Material provided.
━━━━━━━━
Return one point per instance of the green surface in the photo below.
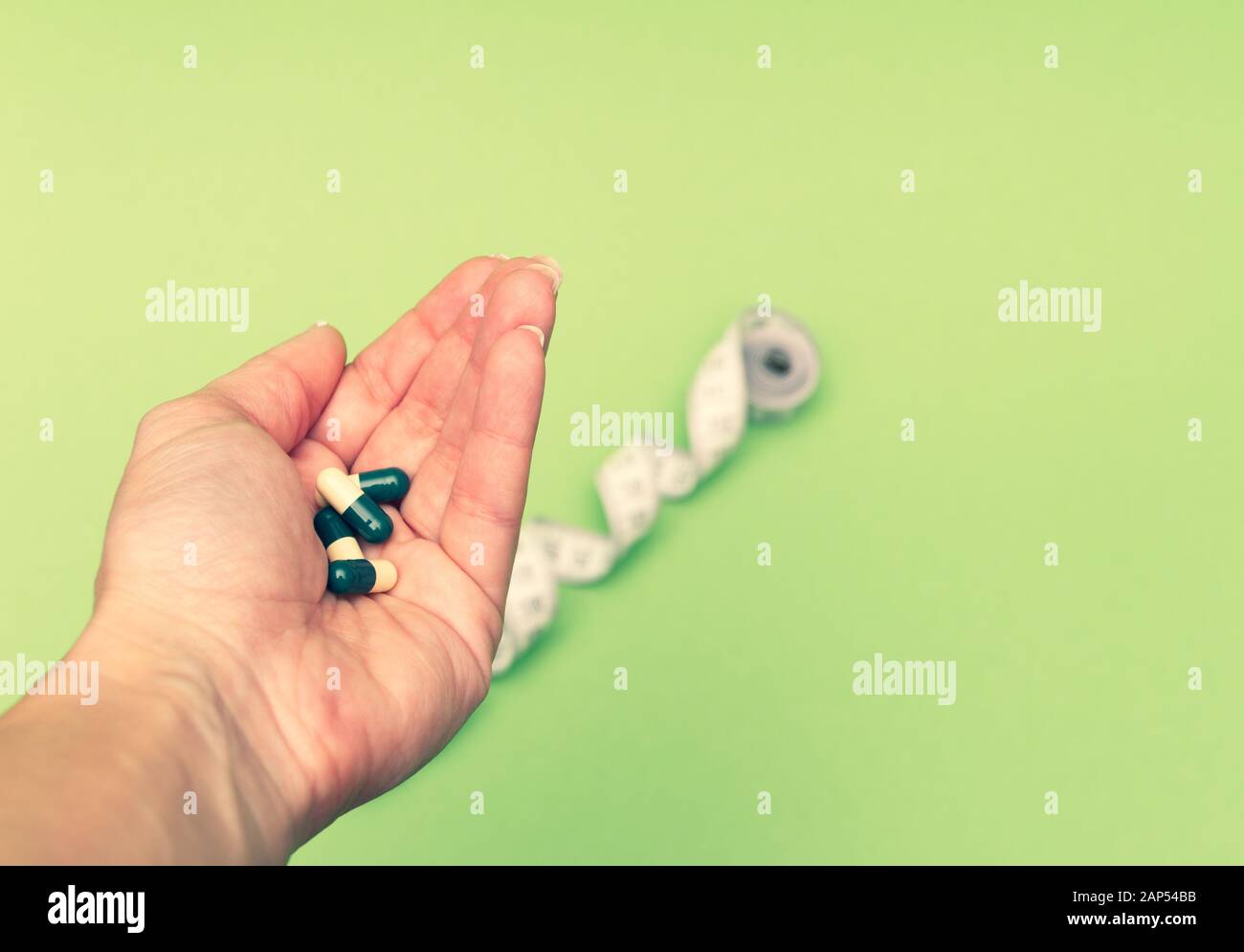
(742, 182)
━━━━━━━━
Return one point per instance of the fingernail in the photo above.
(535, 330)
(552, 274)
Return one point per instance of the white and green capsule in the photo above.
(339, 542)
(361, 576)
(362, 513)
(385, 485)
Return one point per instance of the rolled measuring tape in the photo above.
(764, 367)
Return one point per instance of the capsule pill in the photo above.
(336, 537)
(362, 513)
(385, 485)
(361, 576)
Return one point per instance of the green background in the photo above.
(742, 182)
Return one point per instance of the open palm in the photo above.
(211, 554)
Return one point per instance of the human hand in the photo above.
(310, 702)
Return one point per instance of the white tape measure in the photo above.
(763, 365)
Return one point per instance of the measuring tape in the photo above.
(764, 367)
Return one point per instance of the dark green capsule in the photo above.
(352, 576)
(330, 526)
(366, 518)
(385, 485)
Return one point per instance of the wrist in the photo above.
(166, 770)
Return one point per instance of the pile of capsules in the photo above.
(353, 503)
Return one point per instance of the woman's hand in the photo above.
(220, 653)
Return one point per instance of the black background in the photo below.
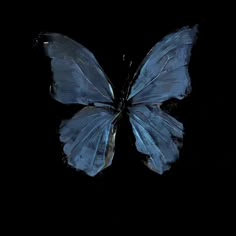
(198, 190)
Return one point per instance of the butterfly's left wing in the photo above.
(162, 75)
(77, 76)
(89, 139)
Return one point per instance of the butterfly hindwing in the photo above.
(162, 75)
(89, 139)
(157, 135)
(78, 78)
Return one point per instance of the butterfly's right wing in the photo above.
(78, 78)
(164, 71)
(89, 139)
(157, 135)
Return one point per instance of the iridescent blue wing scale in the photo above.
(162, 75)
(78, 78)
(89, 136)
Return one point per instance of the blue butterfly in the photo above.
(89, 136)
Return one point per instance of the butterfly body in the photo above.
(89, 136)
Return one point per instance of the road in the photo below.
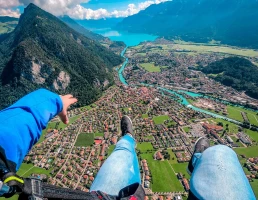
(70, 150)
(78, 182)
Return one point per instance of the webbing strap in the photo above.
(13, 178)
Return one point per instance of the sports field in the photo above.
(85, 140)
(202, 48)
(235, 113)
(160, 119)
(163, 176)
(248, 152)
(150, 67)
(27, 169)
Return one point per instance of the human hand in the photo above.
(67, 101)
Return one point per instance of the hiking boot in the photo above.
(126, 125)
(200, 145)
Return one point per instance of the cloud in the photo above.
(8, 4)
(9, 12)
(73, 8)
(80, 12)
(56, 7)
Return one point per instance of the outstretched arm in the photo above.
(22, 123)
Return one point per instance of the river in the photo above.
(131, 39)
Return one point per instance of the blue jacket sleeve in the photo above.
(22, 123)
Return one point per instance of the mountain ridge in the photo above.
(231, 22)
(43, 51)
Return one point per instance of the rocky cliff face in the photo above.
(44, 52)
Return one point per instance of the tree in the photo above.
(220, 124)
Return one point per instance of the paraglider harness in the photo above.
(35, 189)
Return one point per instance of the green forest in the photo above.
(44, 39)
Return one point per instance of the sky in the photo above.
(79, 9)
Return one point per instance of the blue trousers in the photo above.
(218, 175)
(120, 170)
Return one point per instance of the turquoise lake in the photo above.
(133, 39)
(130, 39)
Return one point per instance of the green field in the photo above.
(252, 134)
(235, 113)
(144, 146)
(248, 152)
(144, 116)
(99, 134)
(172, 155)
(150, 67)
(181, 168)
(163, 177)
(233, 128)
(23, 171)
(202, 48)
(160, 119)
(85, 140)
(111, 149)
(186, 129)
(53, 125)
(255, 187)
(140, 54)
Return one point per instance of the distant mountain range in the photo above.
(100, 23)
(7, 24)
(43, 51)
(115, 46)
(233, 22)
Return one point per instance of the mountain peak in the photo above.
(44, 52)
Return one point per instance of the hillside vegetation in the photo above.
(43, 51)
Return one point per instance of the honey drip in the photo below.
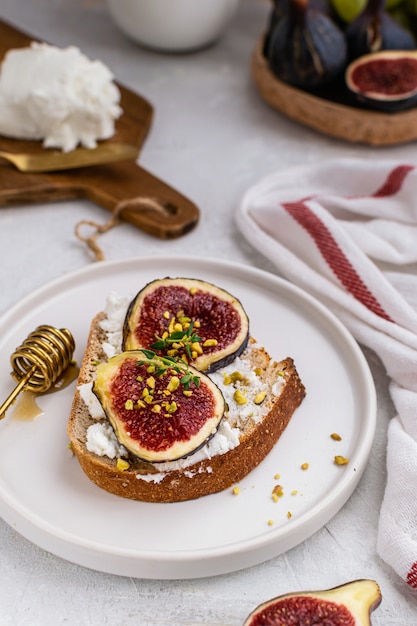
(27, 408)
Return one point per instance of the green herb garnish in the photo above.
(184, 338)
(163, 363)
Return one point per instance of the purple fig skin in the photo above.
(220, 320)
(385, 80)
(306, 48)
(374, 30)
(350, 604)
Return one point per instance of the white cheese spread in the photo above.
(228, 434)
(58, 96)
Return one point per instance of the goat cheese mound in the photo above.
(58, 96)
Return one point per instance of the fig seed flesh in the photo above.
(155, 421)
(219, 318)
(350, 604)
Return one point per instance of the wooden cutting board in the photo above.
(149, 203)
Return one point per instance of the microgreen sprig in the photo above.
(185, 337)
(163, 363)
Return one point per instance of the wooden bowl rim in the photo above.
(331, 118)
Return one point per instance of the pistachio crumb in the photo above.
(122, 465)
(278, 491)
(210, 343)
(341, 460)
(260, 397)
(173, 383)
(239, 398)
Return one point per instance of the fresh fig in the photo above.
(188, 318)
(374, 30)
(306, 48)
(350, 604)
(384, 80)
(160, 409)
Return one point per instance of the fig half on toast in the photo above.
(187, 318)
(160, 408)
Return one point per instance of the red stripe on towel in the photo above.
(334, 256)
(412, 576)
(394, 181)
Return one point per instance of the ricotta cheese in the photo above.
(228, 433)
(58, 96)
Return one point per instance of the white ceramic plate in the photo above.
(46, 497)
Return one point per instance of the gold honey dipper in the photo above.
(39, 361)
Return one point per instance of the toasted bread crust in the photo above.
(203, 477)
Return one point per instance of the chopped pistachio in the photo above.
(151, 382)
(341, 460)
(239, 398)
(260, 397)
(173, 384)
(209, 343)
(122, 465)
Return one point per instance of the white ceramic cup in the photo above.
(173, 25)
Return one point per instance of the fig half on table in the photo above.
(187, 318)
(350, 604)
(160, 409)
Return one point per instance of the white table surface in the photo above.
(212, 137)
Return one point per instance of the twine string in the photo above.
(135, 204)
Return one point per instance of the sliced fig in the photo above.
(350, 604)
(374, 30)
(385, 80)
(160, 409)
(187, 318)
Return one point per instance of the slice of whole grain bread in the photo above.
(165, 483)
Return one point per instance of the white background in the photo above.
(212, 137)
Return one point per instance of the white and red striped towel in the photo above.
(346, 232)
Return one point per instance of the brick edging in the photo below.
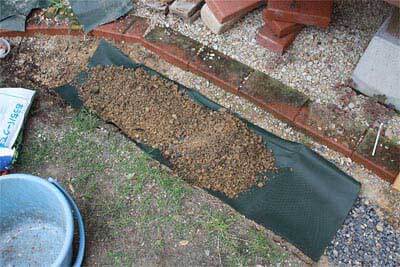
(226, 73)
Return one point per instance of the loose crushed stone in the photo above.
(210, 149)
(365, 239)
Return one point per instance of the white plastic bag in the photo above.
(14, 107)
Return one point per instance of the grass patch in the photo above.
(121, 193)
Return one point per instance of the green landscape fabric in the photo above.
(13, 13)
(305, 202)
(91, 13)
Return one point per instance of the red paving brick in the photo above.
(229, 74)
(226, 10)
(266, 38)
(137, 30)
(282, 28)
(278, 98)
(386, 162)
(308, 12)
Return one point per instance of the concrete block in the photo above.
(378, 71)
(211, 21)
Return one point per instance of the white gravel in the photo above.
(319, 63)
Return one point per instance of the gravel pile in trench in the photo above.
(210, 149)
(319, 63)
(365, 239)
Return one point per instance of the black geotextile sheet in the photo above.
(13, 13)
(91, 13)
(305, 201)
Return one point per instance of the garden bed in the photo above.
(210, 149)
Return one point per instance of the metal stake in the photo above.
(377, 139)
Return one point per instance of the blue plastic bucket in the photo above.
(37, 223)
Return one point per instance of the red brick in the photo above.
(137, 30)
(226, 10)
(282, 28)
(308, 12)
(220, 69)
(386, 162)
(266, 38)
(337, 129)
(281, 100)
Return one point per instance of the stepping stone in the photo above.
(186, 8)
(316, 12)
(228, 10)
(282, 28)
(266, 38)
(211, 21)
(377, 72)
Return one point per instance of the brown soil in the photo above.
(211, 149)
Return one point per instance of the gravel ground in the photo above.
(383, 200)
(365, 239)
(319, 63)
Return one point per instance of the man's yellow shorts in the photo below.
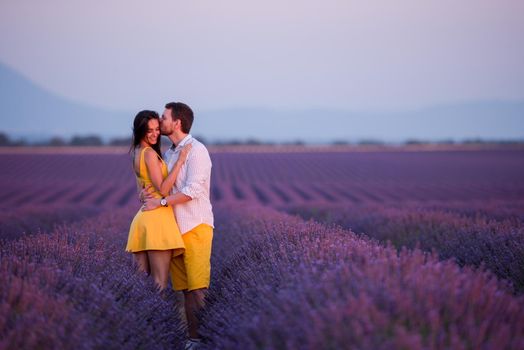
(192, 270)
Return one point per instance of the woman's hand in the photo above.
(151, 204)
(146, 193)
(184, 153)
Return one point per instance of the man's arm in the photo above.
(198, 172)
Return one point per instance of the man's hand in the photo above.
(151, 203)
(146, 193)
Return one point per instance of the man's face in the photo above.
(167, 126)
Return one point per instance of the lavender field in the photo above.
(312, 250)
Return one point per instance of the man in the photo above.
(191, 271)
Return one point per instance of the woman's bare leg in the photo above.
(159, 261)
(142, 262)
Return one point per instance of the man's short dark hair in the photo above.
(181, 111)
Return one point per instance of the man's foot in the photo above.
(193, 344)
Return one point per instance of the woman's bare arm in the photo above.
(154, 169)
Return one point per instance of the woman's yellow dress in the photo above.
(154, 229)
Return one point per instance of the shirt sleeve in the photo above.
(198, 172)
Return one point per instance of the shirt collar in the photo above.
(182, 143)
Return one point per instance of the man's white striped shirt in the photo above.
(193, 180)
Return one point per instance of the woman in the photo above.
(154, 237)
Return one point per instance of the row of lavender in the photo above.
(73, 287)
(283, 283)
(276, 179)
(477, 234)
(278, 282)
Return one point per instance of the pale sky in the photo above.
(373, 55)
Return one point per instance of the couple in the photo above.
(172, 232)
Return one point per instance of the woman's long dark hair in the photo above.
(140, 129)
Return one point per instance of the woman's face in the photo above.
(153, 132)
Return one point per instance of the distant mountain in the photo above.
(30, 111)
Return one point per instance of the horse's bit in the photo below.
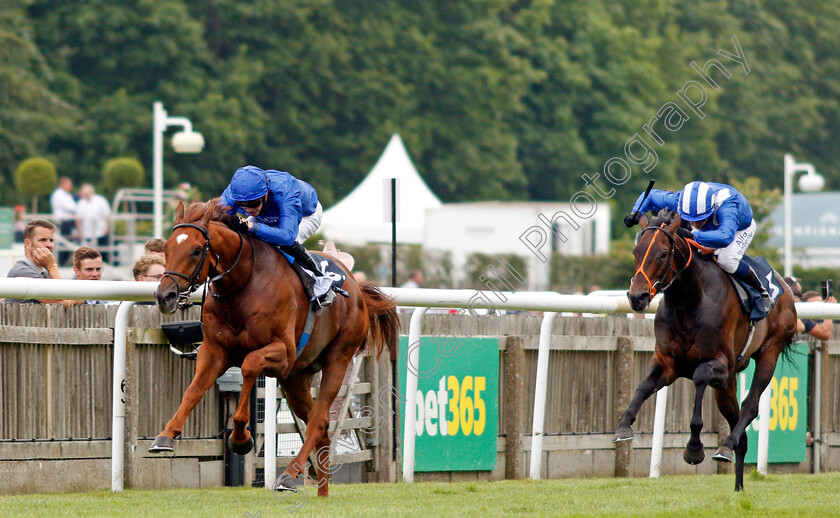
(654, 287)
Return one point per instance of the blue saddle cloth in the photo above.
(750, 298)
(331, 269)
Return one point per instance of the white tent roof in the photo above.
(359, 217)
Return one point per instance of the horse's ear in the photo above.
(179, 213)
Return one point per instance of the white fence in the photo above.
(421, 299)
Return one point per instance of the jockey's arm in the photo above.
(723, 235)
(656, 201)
━━━━━━━━
The task.
Report how many lines of the records contain the word "distant". Give only the number.

Answer for this exercise.
2